# Work instructions
Reproduce the entries below, swapping every occurrence of "situated" for "located". Keep everything else unchanged.

# Rows from a dataset
------

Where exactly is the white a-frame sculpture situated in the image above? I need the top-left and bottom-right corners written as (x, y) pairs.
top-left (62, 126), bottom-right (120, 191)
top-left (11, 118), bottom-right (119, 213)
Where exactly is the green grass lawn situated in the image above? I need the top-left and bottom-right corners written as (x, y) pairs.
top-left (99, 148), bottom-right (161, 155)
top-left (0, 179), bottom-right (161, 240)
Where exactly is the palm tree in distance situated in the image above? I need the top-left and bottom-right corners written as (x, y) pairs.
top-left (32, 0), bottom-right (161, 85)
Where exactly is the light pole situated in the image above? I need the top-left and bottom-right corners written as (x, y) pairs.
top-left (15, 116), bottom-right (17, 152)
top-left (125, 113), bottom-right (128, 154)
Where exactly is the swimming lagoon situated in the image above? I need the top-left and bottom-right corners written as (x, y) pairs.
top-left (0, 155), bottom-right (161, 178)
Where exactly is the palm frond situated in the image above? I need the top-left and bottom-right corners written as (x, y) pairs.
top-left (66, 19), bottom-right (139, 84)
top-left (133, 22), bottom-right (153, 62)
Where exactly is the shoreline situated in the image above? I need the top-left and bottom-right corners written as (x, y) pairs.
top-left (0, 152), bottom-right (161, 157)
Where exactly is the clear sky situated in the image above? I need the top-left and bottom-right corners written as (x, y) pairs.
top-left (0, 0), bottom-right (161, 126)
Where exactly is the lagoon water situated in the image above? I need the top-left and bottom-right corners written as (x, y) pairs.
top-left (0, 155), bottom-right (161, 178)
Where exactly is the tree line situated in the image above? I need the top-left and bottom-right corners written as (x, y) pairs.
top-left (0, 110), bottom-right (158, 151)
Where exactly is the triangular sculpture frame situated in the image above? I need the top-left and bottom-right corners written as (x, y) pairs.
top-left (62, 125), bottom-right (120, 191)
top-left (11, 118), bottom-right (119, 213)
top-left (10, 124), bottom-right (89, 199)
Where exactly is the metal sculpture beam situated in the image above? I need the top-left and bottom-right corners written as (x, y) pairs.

------

# Exercise solution
Where exactly is the white a-frame sculpture located in the image above? I need the top-left and bottom-right corners written as (x, y) pairs.
top-left (62, 126), bottom-right (120, 191)
top-left (11, 118), bottom-right (119, 213)
Where exactly is the green grass lawn located in the image above? I need the top-left and bottom-right corners written as (x, y) pairs.
top-left (99, 148), bottom-right (161, 155)
top-left (0, 179), bottom-right (161, 240)
Where exactly is the palm tree in distance located in the image above? I need the top-left and bottom-right corners written as (x, y) pairs.
top-left (32, 0), bottom-right (161, 85)
Where exactly is the light pole located in the image above? I need the top-left and bottom-right corners written as (x, y) pairs.
top-left (15, 116), bottom-right (17, 152)
top-left (125, 113), bottom-right (128, 154)
Where exactly is the swimming lagoon located in the image above? I need the top-left and bottom-right corners written as (x, y) pairs.
top-left (0, 155), bottom-right (161, 178)
Where exactly is the palm frond located in the image above? I need the top-left and bottom-right corners written as (x, y) pairs.
top-left (66, 19), bottom-right (139, 84)
top-left (133, 22), bottom-right (153, 62)
Where exactly is the shoreline located in the image above? I need the top-left and bottom-right corners written as (x, y) pairs.
top-left (0, 152), bottom-right (161, 157)
Where exactly is the clear sky located in the image above? I need the top-left and bottom-right corners written as (x, y) pairs.
top-left (0, 0), bottom-right (161, 126)
Where exactly is the lagoon water located in the image above? I need the top-left and bottom-right corners written as (x, y) pairs.
top-left (0, 155), bottom-right (161, 178)
Where exactly is the tree line located in the image above? I need the top-left and bottom-right corners written as (x, y) pairs.
top-left (0, 110), bottom-right (158, 151)
Where exactly is the triangular sculpture frame located in the image above? I need the top-left and bottom-right corners written as (x, y) pairs.
top-left (62, 125), bottom-right (120, 191)
top-left (11, 118), bottom-right (119, 213)
top-left (10, 124), bottom-right (89, 199)
Where exactly is the metal sculpture beam located in the image above? I need the top-left and bottom-right corners written as (x, y) pairs.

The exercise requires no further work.